Short problem
Return, unchanged, the stretch of the listing from the line containing "Trace the outline of every instance of the butterfly antenna" through the end of the listing.
>> Start Data to process
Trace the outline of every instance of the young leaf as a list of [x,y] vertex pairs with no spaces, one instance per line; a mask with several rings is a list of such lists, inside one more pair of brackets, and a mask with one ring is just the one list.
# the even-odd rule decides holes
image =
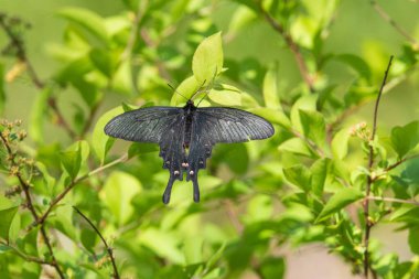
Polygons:
[[307,146],[307,143],[300,138],[292,138],[284,141],[281,146],[278,147],[280,151],[288,151],[299,155],[312,157],[313,152]]
[[282,110],[271,108],[255,108],[250,109],[251,112],[261,116],[272,124],[278,124],[286,129],[290,129],[291,122],[288,116]]
[[44,121],[47,117],[47,99],[52,94],[52,89],[46,87],[37,96],[31,108],[31,117],[29,125],[29,133],[33,141],[41,144],[44,141]]
[[300,109],[300,121],[305,138],[311,139],[320,148],[323,148],[326,137],[323,116],[318,111]]
[[331,169],[331,160],[327,158],[322,158],[315,161],[311,168],[311,189],[313,193],[318,196],[322,196],[324,184],[327,179],[327,174]]
[[82,165],[82,148],[78,144],[77,150],[67,150],[61,152],[61,162],[68,173],[68,175],[74,180]]
[[4,66],[0,64],[0,115],[3,114],[6,105],[6,90],[4,90]]
[[196,82],[195,76],[187,77],[178,86],[178,88],[173,93],[170,104],[172,106],[184,104],[197,92],[197,89],[200,89],[201,85],[202,84],[198,84],[198,82]]
[[268,108],[280,109],[278,92],[278,65],[271,66],[264,78],[264,100]]
[[6,242],[9,242],[10,226],[18,210],[19,206],[14,206],[0,211],[0,238],[3,238]]
[[311,173],[303,164],[293,165],[291,168],[283,169],[283,174],[287,180],[300,187],[304,192],[310,191],[311,186]]
[[93,136],[92,136],[93,150],[95,151],[97,158],[100,160],[101,164],[105,162],[106,154],[108,153],[109,149],[111,148],[115,141],[112,138],[106,136],[106,133],[104,132],[104,128],[111,118],[122,112],[123,112],[123,109],[121,106],[116,107],[105,112],[99,118],[99,120],[97,120],[95,129],[93,130]]
[[342,129],[332,139],[332,152],[336,159],[344,159],[347,154],[347,141],[350,140],[347,129]]
[[114,172],[106,181],[100,195],[119,225],[125,224],[132,215],[131,200],[140,191],[140,182],[125,172]]
[[370,69],[363,58],[354,54],[341,54],[336,58],[357,72],[361,77],[370,79]]
[[409,246],[410,250],[419,255],[419,227],[415,226],[409,229]]
[[260,262],[262,278],[281,279],[286,273],[286,261],[279,257],[268,257]]
[[393,128],[391,143],[399,158],[404,158],[419,143],[419,121]]
[[211,35],[196,47],[192,58],[192,72],[200,84],[211,83],[223,69],[222,33]]
[[318,223],[327,218],[333,213],[339,212],[362,197],[364,197],[364,194],[359,190],[353,187],[342,189],[327,201],[315,222]]
[[106,25],[104,19],[97,13],[82,8],[65,8],[58,12],[58,15],[79,24],[103,43],[107,44],[109,39]]
[[315,111],[315,104],[318,101],[318,95],[304,95],[299,98],[291,108],[290,118],[292,127],[300,132],[303,132],[301,120],[300,120],[300,110],[310,110]]

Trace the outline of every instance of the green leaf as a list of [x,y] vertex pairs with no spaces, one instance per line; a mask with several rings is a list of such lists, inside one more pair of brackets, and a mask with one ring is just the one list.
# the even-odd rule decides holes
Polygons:
[[332,153],[336,159],[344,159],[347,154],[347,142],[350,140],[347,129],[342,129],[332,139]]
[[171,262],[184,264],[184,256],[179,249],[180,238],[173,233],[150,227],[141,232],[139,240],[158,256]]
[[97,13],[82,8],[65,8],[58,11],[58,15],[83,26],[104,44],[108,43],[109,37],[106,32],[104,19]]
[[280,109],[278,92],[278,64],[269,67],[264,78],[264,100],[265,106],[272,109]]
[[107,122],[109,122],[110,119],[122,112],[123,109],[121,106],[105,112],[99,118],[99,120],[97,120],[95,129],[93,130],[92,146],[97,158],[100,160],[100,164],[104,164],[106,154],[108,153],[109,149],[112,147],[115,141],[114,138],[110,138],[105,133],[105,126]]
[[331,169],[331,160],[327,158],[322,158],[315,161],[311,168],[311,189],[313,193],[319,197],[323,194],[324,184],[327,179],[327,174]]
[[283,174],[290,183],[294,184],[302,191],[310,191],[311,173],[310,170],[307,169],[304,165],[298,164],[291,168],[283,169]]
[[208,84],[223,69],[222,33],[211,35],[196,47],[192,58],[192,72],[198,84]]
[[268,257],[260,262],[264,279],[281,279],[286,273],[286,261],[279,257]]
[[399,158],[404,158],[419,143],[419,121],[393,128],[391,143]]
[[312,157],[313,152],[307,146],[307,143],[300,138],[292,138],[284,142],[278,148],[280,151],[288,151],[299,155]]
[[192,98],[192,96],[200,89],[201,85],[202,84],[196,82],[195,76],[187,77],[178,86],[170,104],[173,106],[184,104],[187,99]]
[[0,211],[0,237],[9,242],[10,227],[14,215],[18,213],[19,206]]
[[241,106],[241,94],[233,90],[211,90],[208,97],[212,101],[226,106],[239,107]]
[[116,63],[111,53],[103,49],[93,49],[89,53],[93,65],[104,75],[110,78],[115,72]]
[[282,110],[271,109],[271,108],[254,108],[250,110],[255,115],[261,116],[272,124],[278,124],[286,129],[290,129],[290,119],[283,114]]
[[355,69],[359,76],[366,79],[370,79],[372,74],[369,66],[359,56],[354,54],[340,54],[336,56],[336,58]]
[[291,124],[294,130],[299,132],[303,132],[301,120],[300,120],[300,110],[315,111],[316,101],[318,101],[316,94],[304,95],[296,101],[290,112]]
[[419,255],[419,226],[409,229],[409,247],[412,253]]
[[100,195],[119,225],[126,224],[131,217],[135,211],[131,200],[141,189],[140,182],[125,172],[112,172],[106,181]]
[[330,215],[362,197],[364,197],[364,194],[359,190],[353,187],[342,189],[327,201],[315,222],[318,223],[327,218]]
[[61,152],[61,163],[63,164],[64,169],[68,173],[68,175],[74,180],[78,171],[80,170],[82,167],[82,147],[80,142],[78,142],[78,148],[77,150],[67,150]]
[[305,138],[323,148],[326,138],[326,127],[322,114],[300,109],[300,121]]
[[0,115],[4,111],[6,90],[4,90],[4,66],[0,63]]
[[47,104],[49,98],[52,94],[52,89],[46,87],[43,89],[35,98],[35,101],[31,108],[31,117],[29,125],[29,133],[31,135],[31,139],[35,141],[37,144],[44,142],[44,121],[47,117]]

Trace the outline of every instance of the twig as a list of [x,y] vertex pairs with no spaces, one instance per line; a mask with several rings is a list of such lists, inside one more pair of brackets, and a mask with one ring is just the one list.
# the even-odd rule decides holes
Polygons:
[[[39,89],[45,89],[44,82],[41,81],[41,78],[37,76],[31,61],[28,58],[26,52],[24,50],[23,41],[11,30],[11,26],[4,22],[4,17],[0,17],[0,26],[4,30],[6,34],[9,36],[11,45],[17,51],[17,58],[24,63],[28,69],[29,78],[32,81],[32,83],[36,86]],[[57,117],[57,124],[63,127],[63,129],[68,133],[68,136],[73,139],[76,138],[75,131],[69,127],[65,118],[63,117],[63,114],[58,109],[56,105],[56,100],[53,97],[49,98],[49,106],[54,111],[55,116]]]
[[92,228],[95,230],[95,233],[100,237],[101,242],[104,243],[104,245],[106,247],[106,250],[108,251],[110,261],[112,262],[112,269],[114,269],[112,277],[115,279],[119,279],[120,277],[119,277],[119,273],[118,273],[117,265],[115,262],[115,257],[114,257],[112,248],[109,247],[109,245],[107,244],[105,237],[100,234],[99,229],[95,226],[95,224],[93,224],[92,221],[86,215],[84,215],[76,206],[73,206],[73,208],[92,226]]
[[308,66],[307,66],[307,64],[304,62],[304,58],[302,57],[302,54],[301,54],[299,45],[294,42],[294,40],[292,39],[292,36],[286,31],[286,29],[283,28],[283,25],[281,23],[279,23],[278,21],[276,21],[272,18],[272,15],[270,15],[269,12],[264,9],[261,1],[260,0],[256,0],[256,2],[258,4],[258,8],[259,8],[261,14],[264,15],[265,20],[286,41],[288,47],[290,49],[290,51],[294,55],[297,65],[299,67],[300,74],[301,74],[301,77],[304,79],[304,82],[305,82],[307,86],[309,87],[310,92],[314,93],[315,92],[314,81],[310,76],[309,68],[308,68]]
[[[40,216],[37,215],[34,206],[33,206],[33,202],[32,202],[32,197],[31,197],[31,194],[29,192],[30,190],[30,185],[29,183],[22,178],[22,174],[21,172],[19,171],[19,164],[15,163],[14,161],[14,158],[15,158],[15,154],[13,153],[11,147],[9,146],[9,142],[8,140],[3,137],[3,135],[0,133],[0,138],[1,138],[1,141],[3,142],[3,146],[6,147],[7,151],[8,151],[8,154],[9,154],[9,158],[10,158],[10,165],[12,169],[15,169],[15,172],[13,173],[14,176],[18,178],[19,180],[19,183],[20,183],[20,187],[22,189],[23,193],[24,193],[24,196],[25,196],[25,201],[26,201],[26,207],[29,208],[29,211],[31,212],[33,218],[35,222],[37,222],[40,219]],[[45,227],[43,224],[41,224],[41,235],[42,237],[44,238],[44,242],[45,242],[45,245],[50,251],[50,256],[51,256],[51,265],[55,268],[56,272],[58,273],[60,278],[64,279],[64,273],[63,271],[61,270],[61,267],[60,265],[57,264],[56,261],[56,258],[55,258],[55,255],[54,255],[54,250],[51,246],[51,242],[50,242],[50,238],[46,234],[46,230],[45,230]]]
[[1,242],[0,244],[11,248],[19,257],[21,257],[22,259],[24,259],[26,261],[32,261],[32,262],[37,262],[40,265],[49,265],[49,266],[54,267],[53,262],[51,262],[51,261],[34,257],[31,255],[26,255],[26,254],[22,253],[21,250],[19,250],[17,247],[9,245],[7,243]]
[[394,19],[391,19],[391,17],[383,9],[383,7],[378,4],[376,0],[369,0],[369,3],[377,11],[379,17],[382,17],[391,26],[394,26],[397,32],[399,32],[402,36],[405,36],[410,43],[418,45],[418,41],[416,41],[416,39],[412,37],[405,29],[402,29],[399,24],[397,24],[397,22]]
[[46,208],[46,211],[37,218],[36,222],[34,222],[33,224],[31,224],[31,226],[28,228],[28,229],[31,229],[32,227],[34,226],[37,226],[40,224],[43,224],[45,222],[45,219],[49,217],[49,215],[51,214],[52,210],[68,194],[68,192],[75,186],[77,185],[79,182],[86,180],[87,178],[96,174],[96,173],[99,173],[115,164],[118,164],[120,162],[123,162],[128,159],[128,155],[125,154],[114,161],[111,161],[110,163],[108,164],[105,164],[103,167],[99,167],[93,171],[90,171],[89,173],[83,175],[83,176],[79,176],[77,179],[75,179],[74,181],[72,181],[64,190],[63,192],[61,192],[50,204],[50,206]]
[[389,203],[404,203],[404,204],[413,204],[419,206],[419,202],[411,200],[401,200],[396,197],[385,197],[385,196],[368,196],[368,200],[372,201],[380,201],[380,202],[389,202]]
[[[374,120],[373,120],[373,131],[370,136],[370,143],[369,143],[369,155],[368,155],[368,170],[372,171],[373,165],[374,165],[374,147],[373,147],[373,141],[375,138],[375,133],[377,131],[377,118],[378,118],[378,106],[379,106],[379,100],[383,95],[383,88],[386,85],[388,72],[390,69],[393,62],[393,56],[390,56],[390,60],[387,65],[387,69],[384,73],[384,78],[382,83],[382,87],[379,88],[377,99],[375,101],[375,108],[374,108]],[[370,268],[370,262],[369,262],[369,235],[370,235],[370,229],[374,226],[374,223],[369,219],[369,195],[370,195],[370,189],[374,182],[374,178],[369,174],[367,179],[367,185],[365,189],[365,202],[364,202],[364,218],[365,218],[365,235],[364,235],[364,246],[365,246],[365,251],[364,251],[364,276],[366,279],[368,279],[368,270],[372,270],[373,277],[375,276],[374,270]]]

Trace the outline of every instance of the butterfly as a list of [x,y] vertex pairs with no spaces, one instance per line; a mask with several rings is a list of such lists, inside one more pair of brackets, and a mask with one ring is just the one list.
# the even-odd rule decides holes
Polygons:
[[136,142],[154,142],[170,178],[163,203],[170,202],[175,180],[192,180],[193,200],[200,202],[197,173],[205,169],[214,144],[267,139],[272,125],[260,116],[229,107],[144,107],[123,112],[105,126],[105,133]]

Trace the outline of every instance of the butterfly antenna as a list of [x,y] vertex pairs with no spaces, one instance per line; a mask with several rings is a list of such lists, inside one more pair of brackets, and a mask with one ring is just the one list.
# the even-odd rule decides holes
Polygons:
[[178,94],[181,95],[183,98],[185,98],[185,100],[189,100],[189,98],[186,98],[183,94],[181,94],[180,92],[178,92],[176,88],[174,88],[171,84],[168,84],[168,86],[169,86],[174,93],[178,93]]
[[[215,83],[215,77],[217,76],[217,67],[215,67],[215,72],[214,72],[214,76],[213,76],[213,79],[211,81],[211,83],[205,87],[205,95],[200,99],[200,101],[197,103],[197,105],[196,105],[196,107],[197,106],[200,106],[200,104],[201,104],[201,101],[203,101],[205,98],[206,98],[206,96],[208,96],[208,94],[210,94],[210,92],[211,92],[211,89],[208,89],[208,88],[213,88],[214,87],[214,83]],[[206,79],[205,79],[205,82],[206,82]],[[204,82],[204,84],[205,84],[205,82]],[[204,85],[203,84],[203,85]],[[202,86],[203,87],[203,86]],[[200,90],[198,90],[200,92]]]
>> End Data to process
The response
Trace the outline of every instance of the butterfly antenna as a list of [x,y] vertex pairs with no spaces, one instance per line; a mask with several rings is a list of such lists, inside one more pair of brackets, and a mask with one ring is just the one list.
# the even-odd rule decides holes
Polygons:
[[178,94],[181,95],[183,98],[185,98],[185,100],[189,100],[189,98],[186,98],[183,94],[181,94],[180,92],[178,92],[176,88],[174,88],[171,84],[168,84],[168,86],[169,86],[174,93],[178,93]]
[[[215,83],[215,77],[217,76],[217,67],[215,67],[215,72],[214,72],[214,76],[213,76],[213,79],[211,81],[211,83],[205,87],[205,95],[200,99],[200,101],[197,103],[197,105],[196,105],[196,107],[197,106],[200,106],[200,104],[201,104],[201,101],[203,101],[205,98],[206,98],[206,96],[208,96],[208,94],[210,94],[210,92],[211,92],[211,89],[208,89],[208,88],[213,88],[214,87],[214,83]],[[206,79],[205,79],[205,82],[206,82]],[[204,82],[204,84],[205,84],[205,82]],[[204,85],[203,84],[203,85]],[[202,86],[203,87],[203,86]],[[200,90],[198,90],[200,92]]]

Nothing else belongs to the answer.